** begin EXTRACT TO READ **

Mr SPEAKER: Leave is sought to table that letter. Is there any objection? There is no objection.

* Document, by leave, laid on the Table of the House.


11. Veterinarians—Voluntary Bonding Scheme

[Uncorrected transcript—subject to correction and further editing.]

11. SHANE ARDERN (National—Taranaki - King Country) to the Minister of Agriculture: Why has the Government recently introduced a voluntary bonding scheme for vets?

Hon DAVID CARTER (Minister of Agriculture) : The National-led Government is committed to building and supporting strong rural communities. New Zealand has a severe shortage of rural veterinarians. This Government will not accept this shortage and the risk it poses to our vital pastoral industries. By incentivising vet graduates to stay in hard-to-staff rural areas for up to 5 years, we are confident that the critical shortage of vets in these remote areas can be largely alleviated.

Shane Ardern: What reports has the Minister seen on vet bonding schemes?

Hon DAVID CARTER: Only good ones. The New Zealand Veterinary Association welcomed the scheme and praised the Government for addressing the issue. The head of veterinary science at Massey University described the scheme as “well-thought out” and a great start. Finally, Federated Farmers said it was “very positive” and noted: “Thank goodness we have a Government that recognises the importance of the agricultural industry in this country, and is doing something positive to help promote it”.


12. Pay Equity—Investigations

[Uncorrected transcript—subject to correction and further editing.]

12. SUE MORONEY (Labour) to the Minister of Women’s Affairs: Was she consulted over the Government’s decision to “discontinue” pay equity investigations for social workers and school support staff?

Hon PANSY WONG (Minister of Women’s Affairs) : As I advised the member in my answer of 3 March to her written question, no.

** end EXTRACT TO READ **

■ REQUIREMENT 1 ■
Answer these from the transcript:
(a) Which organization called the vet bonding scheme "very positive"?
(b) For up to how many years does the scheme give vet graduates an incentive to stay in hard-to-staff rural areas?
(c) On what date did the Minister of Women's Affairs answer the member's written question?

** begin DATASET **

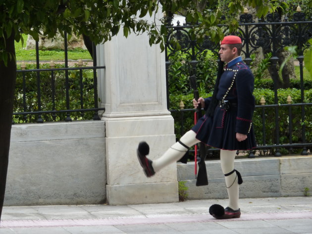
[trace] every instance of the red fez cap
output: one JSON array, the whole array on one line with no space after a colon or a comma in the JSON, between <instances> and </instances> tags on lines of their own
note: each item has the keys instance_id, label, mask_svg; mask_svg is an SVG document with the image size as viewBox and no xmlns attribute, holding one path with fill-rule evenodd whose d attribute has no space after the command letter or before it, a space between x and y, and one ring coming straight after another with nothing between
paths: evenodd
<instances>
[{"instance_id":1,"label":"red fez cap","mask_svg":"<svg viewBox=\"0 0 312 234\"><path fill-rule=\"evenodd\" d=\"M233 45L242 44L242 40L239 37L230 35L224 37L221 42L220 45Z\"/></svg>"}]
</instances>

** end DATASET **

■ REQUIREMENT 2 ■
Please present every line of the data items as a Markdown table with the columns Row and Line, skipping blank lines and leaving the pictures out.

■ EXPECTED OUTPUT 1 ■
(a) Federated Farmers
(b) 5 years
(c) 3 March

■ EXPECTED OUTPUT 2 ■
| Row | Line |
|---|---|
| 1 | [trace] every instance of the red fez cap |
| 2 | output: one JSON array, the whole array on one line with no space after a colon or a comma in the JSON, between <instances> and </instances> tags on lines of their own |
| 3 | note: each item has the keys instance_id, label, mask_svg; mask_svg is an SVG document with the image size as viewBox and no xmlns attribute, holding one path with fill-rule evenodd whose d attribute has no space after the command letter or before it, a space between x and y, and one ring coming straight after another with nothing between |
| 4 | paths: evenodd |
| 5 | <instances> |
| 6 | [{"instance_id":1,"label":"red fez cap","mask_svg":"<svg viewBox=\"0 0 312 234\"><path fill-rule=\"evenodd\" d=\"M233 45L242 44L242 40L239 37L230 35L224 37L221 42L220 45Z\"/></svg>"}] |
| 7 | </instances> |